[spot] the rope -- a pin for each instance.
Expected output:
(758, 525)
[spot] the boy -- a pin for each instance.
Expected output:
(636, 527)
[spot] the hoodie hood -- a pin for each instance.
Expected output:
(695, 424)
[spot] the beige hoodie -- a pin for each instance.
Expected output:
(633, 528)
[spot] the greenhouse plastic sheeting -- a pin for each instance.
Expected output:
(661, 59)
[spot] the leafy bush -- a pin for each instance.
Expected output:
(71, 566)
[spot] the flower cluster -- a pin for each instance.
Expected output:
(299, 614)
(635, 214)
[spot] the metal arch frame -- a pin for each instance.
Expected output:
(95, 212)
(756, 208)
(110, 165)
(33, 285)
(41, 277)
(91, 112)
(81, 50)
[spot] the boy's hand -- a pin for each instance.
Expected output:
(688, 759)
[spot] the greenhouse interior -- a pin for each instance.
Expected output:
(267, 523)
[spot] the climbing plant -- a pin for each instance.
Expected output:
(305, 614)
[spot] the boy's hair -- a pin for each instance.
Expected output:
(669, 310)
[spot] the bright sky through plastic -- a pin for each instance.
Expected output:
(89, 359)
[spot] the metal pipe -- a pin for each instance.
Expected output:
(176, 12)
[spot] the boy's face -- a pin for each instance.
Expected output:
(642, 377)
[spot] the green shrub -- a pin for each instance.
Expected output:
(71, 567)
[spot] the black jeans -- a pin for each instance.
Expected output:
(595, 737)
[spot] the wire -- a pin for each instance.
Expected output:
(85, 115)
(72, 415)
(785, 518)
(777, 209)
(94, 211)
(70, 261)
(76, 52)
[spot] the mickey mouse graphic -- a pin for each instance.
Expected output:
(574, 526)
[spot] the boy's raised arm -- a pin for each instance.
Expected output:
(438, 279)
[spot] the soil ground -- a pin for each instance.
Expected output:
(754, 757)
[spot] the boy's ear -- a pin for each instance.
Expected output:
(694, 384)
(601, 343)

——————————

**Work order:** Would you write out all the records exactly as they read?

**Solution to the exercise:**
[spot] the rope -- a pin for each instance.
Expected output:
(758, 525)
[spot] the boy -- a pin for each instance.
Expected output:
(636, 527)
[spot] the hoodie hood -- a pin for each instance.
Expected output:
(695, 424)
[spot] the beige hoodie -- a pin for each instance.
Expected output:
(633, 528)
[spot] the greenhouse plastic sheeting -- a pin for each instance.
Expected output:
(661, 59)
[spot] the leafy bush -- a pin for each instance.
Expected output:
(71, 566)
[spot] the flower cluster -- a pin for each instance.
Expected output:
(299, 614)
(635, 214)
[spot] the metal arch frame -- a pin for each instance.
Expected output:
(95, 212)
(756, 208)
(110, 165)
(33, 285)
(41, 277)
(91, 112)
(81, 50)
[spot] the boy's hand -- a pin for each instance.
Expected output:
(688, 759)
[spot] the greenhouse interior -- a pin for each instance.
Expected output:
(267, 523)
[spot] the climbing plant -- a pin for each instance.
Expected output:
(305, 614)
[spot] the boy's hair -- a pin for each instance.
Expected output:
(669, 310)
[spot] the bright sky through plastic -- a pin for each instance.
Expected output:
(89, 359)
[spot] the metal pipe -- a pin for each instance.
Expected output:
(176, 12)
[spot] the boy's face -- a pin for each instance.
Expected output:
(642, 377)
[spot] the green shrub -- a pin for each instance.
Expected output:
(71, 567)
[spot] the black jeans -- a pin for each instance.
Expected output:
(595, 737)
[spot] the wire -- a pin for each instance.
Expected output:
(85, 115)
(72, 415)
(785, 518)
(777, 209)
(94, 211)
(70, 261)
(76, 52)
[spot] the mickey mouse graphic -- a pin for each instance.
Expected output:
(574, 526)
[spot] the boy's raised arm -- a pin for each instance.
Expected output:
(438, 279)
[spot] the soil ground -- a pin for each instance.
Expected output:
(754, 757)
[spot] the boy's ear -- a pin for each instance.
Expected output:
(694, 384)
(601, 343)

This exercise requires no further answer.